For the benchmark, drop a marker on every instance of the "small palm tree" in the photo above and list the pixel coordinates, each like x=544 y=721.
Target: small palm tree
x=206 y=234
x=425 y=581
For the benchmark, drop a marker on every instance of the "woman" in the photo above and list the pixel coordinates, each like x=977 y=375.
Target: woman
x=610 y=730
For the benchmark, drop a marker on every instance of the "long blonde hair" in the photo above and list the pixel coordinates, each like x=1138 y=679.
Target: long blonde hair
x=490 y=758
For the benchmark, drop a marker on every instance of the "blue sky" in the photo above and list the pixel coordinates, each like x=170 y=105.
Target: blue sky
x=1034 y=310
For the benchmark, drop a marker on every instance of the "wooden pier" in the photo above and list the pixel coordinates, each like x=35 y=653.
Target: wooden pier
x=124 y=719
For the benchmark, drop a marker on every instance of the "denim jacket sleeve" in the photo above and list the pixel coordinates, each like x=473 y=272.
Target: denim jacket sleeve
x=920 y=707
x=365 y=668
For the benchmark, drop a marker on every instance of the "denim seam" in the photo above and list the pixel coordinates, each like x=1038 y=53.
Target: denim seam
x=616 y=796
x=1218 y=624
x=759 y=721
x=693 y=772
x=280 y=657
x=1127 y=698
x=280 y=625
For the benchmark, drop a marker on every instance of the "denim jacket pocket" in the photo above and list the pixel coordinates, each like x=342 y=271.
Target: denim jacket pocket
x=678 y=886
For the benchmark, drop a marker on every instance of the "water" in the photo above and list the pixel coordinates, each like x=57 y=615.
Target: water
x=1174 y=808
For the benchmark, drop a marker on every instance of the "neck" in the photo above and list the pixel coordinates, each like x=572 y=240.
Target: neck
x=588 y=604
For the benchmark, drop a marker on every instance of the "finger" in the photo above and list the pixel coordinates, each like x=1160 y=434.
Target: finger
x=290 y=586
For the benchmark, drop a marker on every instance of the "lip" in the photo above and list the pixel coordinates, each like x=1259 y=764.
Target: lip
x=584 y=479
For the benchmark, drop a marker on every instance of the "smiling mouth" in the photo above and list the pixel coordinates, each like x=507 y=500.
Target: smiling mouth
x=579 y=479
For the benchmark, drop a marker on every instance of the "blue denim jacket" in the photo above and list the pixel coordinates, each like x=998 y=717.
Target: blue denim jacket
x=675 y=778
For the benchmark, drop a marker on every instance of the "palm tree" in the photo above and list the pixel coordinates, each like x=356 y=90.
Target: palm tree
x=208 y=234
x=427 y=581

Prompt: Copy every record above word for word, changing nothing.

Task response:
For the benchmark, drop a marker on every instance of the "small palm tree" in the photo above and list the pixel coordinates, each like x=544 y=721.
Target: small palm tree
x=206 y=234
x=425 y=581
For the benchmark, drop a marker on every instance of the "woman" in the photo above and list the pixel coordinates, each like x=977 y=375.
Target: woman
x=610 y=730
For the benchmark, drop a marker on every instance of the "long blonde hair" in the photo above and list the pixel coordinates, each like x=1138 y=679.
Target: long blonde hair
x=490 y=758
For the benchmark, drop a marker on every instance of the "blue sky" in the photo above and list the pixel coordinates, each like x=170 y=105.
Target: blue sky
x=1034 y=310
For the benchmark, drop a marker on every instance of the "wooden pier" in the photo above and list the pixel coordinates, each like x=35 y=653.
Target: wooden pier
x=124 y=719
For the benchmark, drop a marker on every instance of the "denim jacket sleeve" in the photo above and list the pixel coordinates, each like x=473 y=272.
Target: denim jacket sleeve
x=920 y=707
x=365 y=668
For the benchmark, drop a marker on every instance of the "denim seam" in the photo above and list the pixel coordinates, each like x=1038 y=53.
Target: denim seam
x=616 y=796
x=1218 y=624
x=759 y=721
x=693 y=772
x=280 y=657
x=1127 y=698
x=280 y=625
For the benchmark, drop a marker on every instance of the "denim jacket pocket" in the photo above and list the pixel coordinates, each like x=342 y=271.
Target: denim jacket pocket
x=678 y=886
For the benchmark, drop a marker on every instance of the "water" in the photo above and list the pixel coordinates, each like x=57 y=615.
Target: water
x=1174 y=808
For the benchmark, drop a marker on every instance of the "neck" in the photo above and list the pixel coordinates, each like x=572 y=240.
Target: neck
x=588 y=604
For the benchmark, drop a marker on every instance of the "finger" in the photo above and list the pixel coordinates, each like x=1160 y=434.
Target: finger
x=290 y=586
For the benchmark, drop a marker on every instance of the "lip" in the photo above and list the pixel coordinates, each like x=1259 y=764.
Target: lip
x=584 y=479
For the benchmark, drop a marker on every instance of the "smiling mouth" in the photo above and list the pixel coordinates, each like x=507 y=500.
Target: smiling mouth
x=579 y=479
For the benchmark, drop a marker on every instance of the "blue denim jacket" in the photo above and list the pixel coordinates, each like x=998 y=717.
Target: blue denim jacket
x=675 y=778
For the benchmark, drop a marker on every instance of the "palm tree" in the photo above and list the pixel coordinates, each like x=356 y=90.
Target: palm tree
x=208 y=234
x=427 y=581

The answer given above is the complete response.